Retype exactly and only the lines from the one that contains "For the benchmark, point to the mouth" through the final line of the data; pictures are left out.

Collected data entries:

__________

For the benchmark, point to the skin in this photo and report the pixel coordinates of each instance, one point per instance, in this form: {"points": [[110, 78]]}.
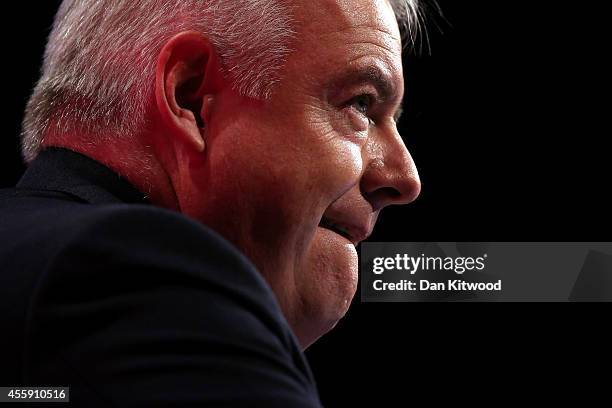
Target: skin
{"points": [[265, 173]]}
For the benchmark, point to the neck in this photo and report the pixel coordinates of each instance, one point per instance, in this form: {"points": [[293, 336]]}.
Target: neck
{"points": [[130, 159]]}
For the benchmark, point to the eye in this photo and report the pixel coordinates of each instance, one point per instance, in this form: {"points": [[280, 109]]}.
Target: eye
{"points": [[362, 103]]}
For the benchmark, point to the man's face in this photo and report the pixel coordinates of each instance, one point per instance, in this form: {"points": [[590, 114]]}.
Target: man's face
{"points": [[297, 180]]}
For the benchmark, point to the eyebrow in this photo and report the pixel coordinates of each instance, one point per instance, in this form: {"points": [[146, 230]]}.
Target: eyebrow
{"points": [[376, 76]]}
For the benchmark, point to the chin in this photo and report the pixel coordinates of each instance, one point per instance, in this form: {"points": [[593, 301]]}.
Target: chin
{"points": [[328, 285]]}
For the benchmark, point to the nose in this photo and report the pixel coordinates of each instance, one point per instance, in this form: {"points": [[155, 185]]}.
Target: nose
{"points": [[390, 177]]}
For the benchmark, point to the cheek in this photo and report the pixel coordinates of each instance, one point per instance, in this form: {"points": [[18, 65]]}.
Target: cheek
{"points": [[328, 281]]}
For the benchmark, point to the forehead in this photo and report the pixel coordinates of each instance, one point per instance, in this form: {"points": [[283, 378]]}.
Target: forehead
{"points": [[333, 34]]}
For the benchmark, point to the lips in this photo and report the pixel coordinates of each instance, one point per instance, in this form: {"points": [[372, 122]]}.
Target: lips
{"points": [[354, 230]]}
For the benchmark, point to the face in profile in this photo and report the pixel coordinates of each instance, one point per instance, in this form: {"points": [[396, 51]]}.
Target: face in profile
{"points": [[297, 181]]}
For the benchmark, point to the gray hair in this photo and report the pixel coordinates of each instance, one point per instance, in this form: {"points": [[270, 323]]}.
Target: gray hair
{"points": [[99, 63]]}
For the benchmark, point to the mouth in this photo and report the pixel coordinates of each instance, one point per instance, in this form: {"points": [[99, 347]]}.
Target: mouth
{"points": [[327, 224], [350, 232]]}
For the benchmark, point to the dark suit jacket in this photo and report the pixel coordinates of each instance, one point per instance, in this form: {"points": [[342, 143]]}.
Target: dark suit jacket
{"points": [[133, 305]]}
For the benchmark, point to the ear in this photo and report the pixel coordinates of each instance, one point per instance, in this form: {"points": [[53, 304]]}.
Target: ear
{"points": [[188, 77]]}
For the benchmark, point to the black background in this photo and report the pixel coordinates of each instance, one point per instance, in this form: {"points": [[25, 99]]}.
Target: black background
{"points": [[505, 119]]}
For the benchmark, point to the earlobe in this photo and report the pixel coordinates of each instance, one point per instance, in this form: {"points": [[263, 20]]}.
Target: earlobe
{"points": [[187, 77]]}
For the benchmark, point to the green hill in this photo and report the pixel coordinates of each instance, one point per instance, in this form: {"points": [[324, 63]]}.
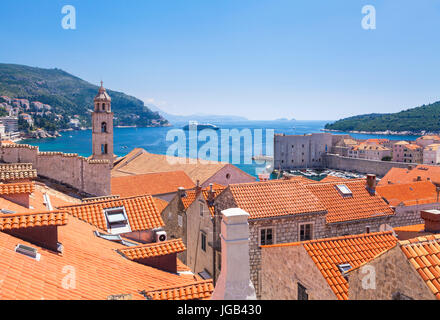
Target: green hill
{"points": [[423, 118], [70, 95]]}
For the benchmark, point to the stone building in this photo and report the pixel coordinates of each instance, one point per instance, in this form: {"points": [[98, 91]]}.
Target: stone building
{"points": [[301, 151], [425, 141], [369, 151], [315, 270], [412, 174], [284, 211], [431, 154], [191, 216], [102, 127]]}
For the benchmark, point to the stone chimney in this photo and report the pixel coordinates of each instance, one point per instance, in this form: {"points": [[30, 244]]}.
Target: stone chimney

__________

- EXERCISE RESPONSE
For the benchmark, point to the mouth in this photo and report the pixel coordinates of each instance, one point per instance, in this form: {"points": [[99, 347]]}.
Target: mouth
{"points": [[327, 224], [350, 232]]}
For the benchmark, point to the dark suit jacket in this photo and report the pixel coordinates of each instance, one point per instance, in this form: {"points": [[342, 143]]}.
Target: dark suit jacket
{"points": [[133, 305]]}
For the benchmark, point to the ear in this photo and report the pixel coordinates of each instance, one point per instance, in this form: {"points": [[53, 304]]}.
Target: ear
{"points": [[188, 77]]}
For the benchmark, point to the black background in this photo and report the pixel coordinates of each instance, one point per instance, in this form: {"points": [[25, 99]]}.
Target: black background
{"points": [[505, 119]]}
For the benchmark, point to the earlobe in this photo and report the pixel coordinates of each instance, one point per instance, in this form: {"points": [[263, 20]]}.
Target: earlobe
{"points": [[187, 77]]}
For the benchmark, point to the green hill in this photo and report the pixel coordinates of each instance, one point per instance, in this form: {"points": [[324, 63]]}.
Target: green hill
{"points": [[423, 118], [70, 95]]}
For the benchmark, point to the stone building in this photo and report the pixel coordinates of each instance, one point per instance, in this form: {"points": [[98, 91]]}.
Target: stone building
{"points": [[301, 151], [425, 141], [369, 151], [315, 270], [412, 174], [284, 211], [431, 154], [191, 216], [102, 127]]}
For the benchmark, point to the stone chimney in this photo and report the pixel coordinates of each instance, one point per instance, in this form: {"points": [[30, 244]]}.
Target: stone chimney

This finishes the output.